• [Excerpt provided]
This is Truth Network Podcast. This is Cross-Reference Radio with our pastor and teacher Rick Gaston. Rick is the pastor of Calvary Chapel Mechanicsville. Pastor Rick is currently teaching through the Book of 1 Kings.
Please stay with us after today's message to hear more information about Cross-Reference Radio, specifically how you can get a free copy of this teaching. But for now, let's join Pastor Rick in the Book of 1 Kings chapter 16 as he begins his message, Forfeited Blessings. The hands of the kings, actually not only the kings, but mainly the kings in this chapter, they're bloody with defiance and also somewhat calloused from clinging to those idols that they had fashioned for themselves, will end up with the northern kingdom being dispersed throughout the Gentile world and gone, but the southern kingdom will be taken to Babylon over a hundred years after. There, addressing those captives in Babylon, Ezekiel says they despised, God speaking through him, my judgments, and did not walk in my statues, but profaned my Sabbaths, for their heart went after their idols. And that's what it all comes down to, the first commandment, you shall have no other gods in my presence, in my sight, and God sees everywhere, they're not to exist. And their defiance against God brought forth death, and it was their own fault. In some of these cases, their own deaths. All these kings in the north were appalling, and the throne of the chosen people, which was to be occupied by righteous men, instead had men that were to pray both naturally and spiritually in character.
Many of them came into power by conspiracy and murder. You would think we were reading about the Roman Caesars, and what it ends up being in this chapter is murderer was slain by murderer. So we look now at verse one, then the word of Yahweh came to Jehu, the son of Hanani, against Baasha, saying, now before we get into the word of the prophet, I was asked, why do I read Yahweh when we come across the word Lord? Well, in most Bibles, well, usually the two options. When the covenant name of God is used by the prophets, the Jews felt it was too sacred to write the whole name out, so they retained the four letters only of that name.

• [Tasks for this exercise]
1. Translate this sentence from the sermon transcript into Spanish: "Many of them came into power by conspiracy and murder."
2. Rewrite the records from their first line to the line with "Outline every instance of the pavement.", substituting "sidewalk" for every "pavement" and changing nothing else. Return only those lines, and leave out the picture.

• [Source data]

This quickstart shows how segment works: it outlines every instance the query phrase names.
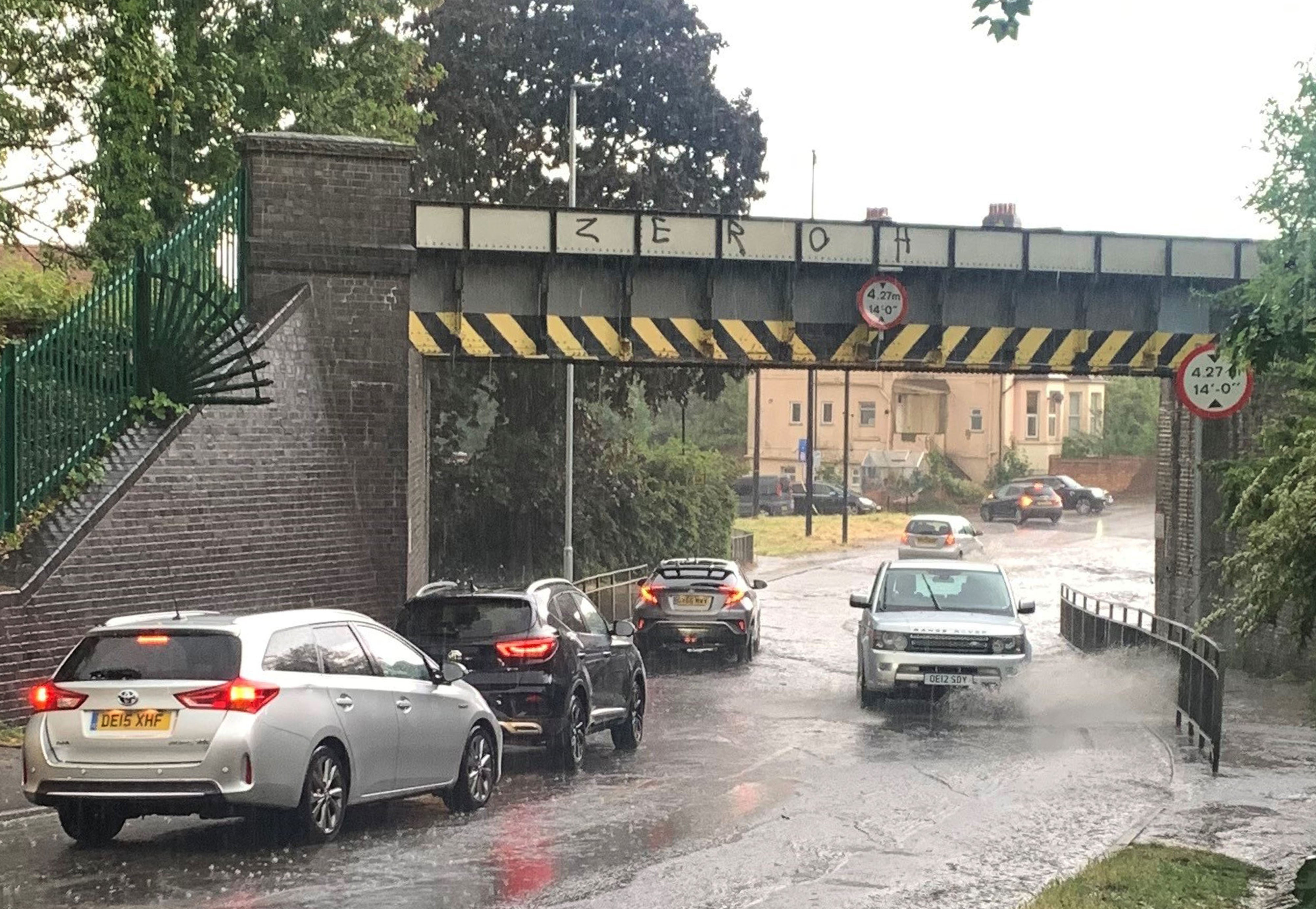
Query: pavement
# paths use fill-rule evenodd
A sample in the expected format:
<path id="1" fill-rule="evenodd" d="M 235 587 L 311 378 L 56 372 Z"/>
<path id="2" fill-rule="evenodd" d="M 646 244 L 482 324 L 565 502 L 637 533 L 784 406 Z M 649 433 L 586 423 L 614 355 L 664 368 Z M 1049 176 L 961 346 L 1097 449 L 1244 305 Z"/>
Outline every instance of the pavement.
<path id="1" fill-rule="evenodd" d="M 1266 692 L 1232 702 L 1225 772 L 1212 780 L 1173 747 L 1173 668 L 1083 656 L 1059 638 L 1062 582 L 1150 602 L 1150 507 L 984 530 L 987 556 L 1038 602 L 1025 618 L 1034 663 L 998 696 L 861 709 L 848 594 L 892 548 L 765 559 L 762 653 L 650 667 L 638 752 L 595 736 L 578 777 L 512 752 L 488 809 L 450 815 L 425 797 L 358 810 L 324 847 L 279 844 L 241 821 L 143 818 L 84 850 L 49 813 L 0 814 L 0 909 L 976 909 L 1015 906 L 1152 831 L 1196 830 L 1275 862 L 1294 851 L 1280 840 L 1298 842 L 1313 814 L 1309 736 L 1258 723 Z M 1248 723 L 1266 726 L 1262 748 L 1245 747 Z M 1280 744 L 1290 751 L 1277 758 Z M 17 780 L 12 752 L 0 751 L 0 773 Z M 1280 797 L 1291 804 L 1267 802 Z M 1230 800 L 1275 813 L 1221 829 L 1215 818 L 1238 815 L 1221 813 Z M 1275 818 L 1286 833 L 1263 837 Z"/>

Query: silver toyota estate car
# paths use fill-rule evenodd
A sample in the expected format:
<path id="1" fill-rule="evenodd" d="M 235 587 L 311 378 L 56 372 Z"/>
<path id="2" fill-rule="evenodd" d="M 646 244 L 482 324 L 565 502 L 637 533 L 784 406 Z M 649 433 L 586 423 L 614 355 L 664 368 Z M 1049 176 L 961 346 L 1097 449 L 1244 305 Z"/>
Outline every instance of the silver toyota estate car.
<path id="1" fill-rule="evenodd" d="M 1015 599 L 999 565 L 883 563 L 850 606 L 863 610 L 857 684 L 866 707 L 888 694 L 996 685 L 1033 655 L 1019 615 L 1037 606 Z"/>
<path id="2" fill-rule="evenodd" d="M 145 814 L 265 814 L 326 842 L 361 802 L 475 810 L 503 734 L 465 673 L 358 613 L 111 619 L 32 689 L 22 790 L 86 844 Z"/>

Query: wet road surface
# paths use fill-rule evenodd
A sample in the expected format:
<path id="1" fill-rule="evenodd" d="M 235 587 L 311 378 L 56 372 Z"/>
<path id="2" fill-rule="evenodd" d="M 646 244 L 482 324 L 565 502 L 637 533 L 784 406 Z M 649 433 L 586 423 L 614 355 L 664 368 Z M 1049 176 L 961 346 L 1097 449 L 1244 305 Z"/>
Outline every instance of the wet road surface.
<path id="1" fill-rule="evenodd" d="M 358 809 L 318 848 L 241 821 L 129 821 L 96 850 L 50 814 L 0 822 L 0 906 L 1016 905 L 1145 823 L 1184 769 L 1148 690 L 1173 680 L 1058 636 L 1062 582 L 1150 598 L 1150 509 L 984 530 L 1038 602 L 1034 664 L 998 696 L 862 710 L 846 597 L 892 549 L 763 560 L 762 653 L 651 667 L 636 754 L 595 736 L 569 779 L 513 752 L 474 817 Z"/>

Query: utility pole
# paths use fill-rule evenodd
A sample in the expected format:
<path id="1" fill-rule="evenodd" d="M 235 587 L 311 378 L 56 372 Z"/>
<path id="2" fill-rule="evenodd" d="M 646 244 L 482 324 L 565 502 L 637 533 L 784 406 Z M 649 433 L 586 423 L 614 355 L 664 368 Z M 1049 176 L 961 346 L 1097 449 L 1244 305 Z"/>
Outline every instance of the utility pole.
<path id="1" fill-rule="evenodd" d="M 576 79 L 567 90 L 567 206 L 575 208 L 575 133 L 576 133 L 576 92 L 580 90 L 597 88 L 597 83 L 582 82 Z M 566 502 L 563 503 L 562 520 L 562 577 L 569 581 L 575 580 L 575 549 L 571 547 L 571 511 L 575 505 L 575 362 L 567 360 L 567 394 L 566 394 Z"/>

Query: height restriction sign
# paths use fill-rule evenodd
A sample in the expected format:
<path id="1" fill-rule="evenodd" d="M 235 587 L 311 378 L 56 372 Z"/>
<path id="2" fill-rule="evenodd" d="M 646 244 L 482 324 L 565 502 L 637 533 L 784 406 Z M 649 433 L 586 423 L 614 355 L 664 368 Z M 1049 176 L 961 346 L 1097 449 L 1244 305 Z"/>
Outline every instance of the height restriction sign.
<path id="1" fill-rule="evenodd" d="M 895 328 L 909 311 L 909 292 L 895 278 L 878 275 L 863 282 L 855 303 L 871 328 Z"/>
<path id="2" fill-rule="evenodd" d="M 1175 374 L 1175 389 L 1184 407 L 1208 420 L 1237 414 L 1252 397 L 1252 370 L 1238 370 L 1215 344 L 1192 350 Z"/>

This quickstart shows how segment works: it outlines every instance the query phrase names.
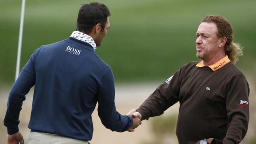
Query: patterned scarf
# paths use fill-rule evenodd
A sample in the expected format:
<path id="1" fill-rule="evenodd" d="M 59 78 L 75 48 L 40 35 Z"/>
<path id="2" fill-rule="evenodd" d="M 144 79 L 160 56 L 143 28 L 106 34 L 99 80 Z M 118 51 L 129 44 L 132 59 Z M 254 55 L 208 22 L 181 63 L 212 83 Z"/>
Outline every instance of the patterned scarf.
<path id="1" fill-rule="evenodd" d="M 90 44 L 92 47 L 93 47 L 94 51 L 95 51 L 96 49 L 97 48 L 96 47 L 96 44 L 95 43 L 94 40 L 92 38 L 90 35 L 81 31 L 73 31 L 70 37 Z"/>

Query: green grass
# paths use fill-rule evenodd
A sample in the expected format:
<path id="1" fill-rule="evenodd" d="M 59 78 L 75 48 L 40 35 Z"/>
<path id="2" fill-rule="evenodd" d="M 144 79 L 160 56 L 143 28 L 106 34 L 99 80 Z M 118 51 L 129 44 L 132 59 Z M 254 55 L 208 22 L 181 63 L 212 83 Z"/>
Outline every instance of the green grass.
<path id="1" fill-rule="evenodd" d="M 235 42 L 244 47 L 237 65 L 256 72 L 255 1 L 101 1 L 111 12 L 111 28 L 96 52 L 111 66 L 117 82 L 163 81 L 184 64 L 198 60 L 195 33 L 200 21 L 209 14 L 229 19 Z M 68 37 L 75 29 L 80 4 L 89 1 L 27 0 L 21 67 L 41 45 Z M 21 3 L 0 2 L 2 83 L 14 80 Z"/>

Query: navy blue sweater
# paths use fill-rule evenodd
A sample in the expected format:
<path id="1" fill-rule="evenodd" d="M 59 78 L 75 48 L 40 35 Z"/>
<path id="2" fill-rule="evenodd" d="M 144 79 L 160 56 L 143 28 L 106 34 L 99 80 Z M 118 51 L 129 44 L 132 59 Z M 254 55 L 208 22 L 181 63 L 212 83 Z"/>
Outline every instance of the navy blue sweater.
<path id="1" fill-rule="evenodd" d="M 37 49 L 9 96 L 4 123 L 8 134 L 19 131 L 23 101 L 35 85 L 29 127 L 84 141 L 91 139 L 91 114 L 97 102 L 101 122 L 113 131 L 127 130 L 129 116 L 116 111 L 110 67 L 90 44 L 70 37 Z"/>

• [Solutions to each task]
1. Muchos de ellos llegaron al poder mediante conspiración y asesinato.

2.
This quickstart shows how segment works: it outlines every instance the query phrase names.
Query: sidewalk
# paths use fill-rule evenodd
A sample in the expected format:
<path id="1" fill-rule="evenodd" d="M 235 587 L 311 378 L 56 372 Z"/>
<path id="2" fill-rule="evenodd" d="M 646 244 L 482 324 L 565 502 L 637 533 L 784 406 Z M 649 433 L 586 423 L 614 355 L 664 368 Z M 1049 176 L 961 346 L 1097 449 L 1244 305 Z"/>
Outline every instance of the sidewalk.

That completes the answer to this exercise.